> Source passage:
Belphegor, or the Phantom of the Louvre is a 1965 French television miniseries directed by Claude Barma, based on the 1927 novel by Arthur Bernède. It consists of four 70 minutes episodes.

== Plot ==
A mysterious phantom appears in the Musée du Louvre in Paris at night. The guards are unable to catch it. A student, André Bellegarde obstinately tries to find out more about the strange creature by himself. He seems to be more effective in doing so than the local police led by commissaire Menardier. Bellegarde does cooperate with the police, too, but he mostly goes his own way investigating Belphégor's activity. A secret society is in the background. Bellegarde, in the meantime, is involved in two romances and cannot decide which woman to dedicate himself as the case gets more and more serious and criminal and threads meet.

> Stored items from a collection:

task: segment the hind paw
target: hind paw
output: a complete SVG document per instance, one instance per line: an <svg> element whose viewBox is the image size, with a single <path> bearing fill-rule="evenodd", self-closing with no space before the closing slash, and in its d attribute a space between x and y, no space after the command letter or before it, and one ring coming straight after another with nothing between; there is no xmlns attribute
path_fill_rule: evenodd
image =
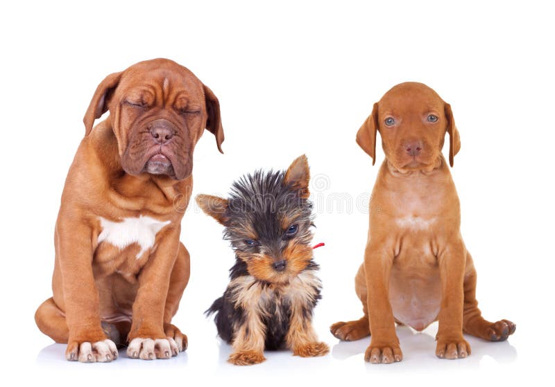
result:
<svg viewBox="0 0 555 387"><path fill-rule="evenodd" d="M491 341L504 341L515 330L516 325L514 323L509 320L501 320L490 325L487 336Z"/></svg>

> Prompt 1:
Answer these questions from the Belphegor passage:
(a) Who directed the miniseries?
(b) How many episodes does it have, and how long is each?
(c) Who leads the local police?
> Prompt 2: Write what comes next in the passage on the Belphegor miniseries, starting after its last sentence.
These records come from a separate source.

> Exercise result 1:
(a) Claude Barma
(b) Four episodes of 70 minutes each
(c) Commissaire Menardier

> Exercise result 2:
==Cast==
- Juliette Gréco as Laurence / Stéphanie Hiquet
- Isaac Alvarez as Belphégor
- Yves Rénier as André Bellegarde
- Christine Delaroche as Colette Ménardier
- René Dary as Commissaire Ménardier
- François Chaumette as Boris Williams
- Sylvie as Lady Hodwin
- Paul Crauchet as Le gardien Gautrais
- Marguerite Muni as Louise Gautrais
- René Alone as Doublet
- Yves Bureau as Ménard
- Jacky Calatayud as L'enfant

==Legacy==
Danish filmmaker Lars von Trier has credited Belphegor and David Lynch's television series Twin Peaks as inspirations for his miniseries The Kingdom.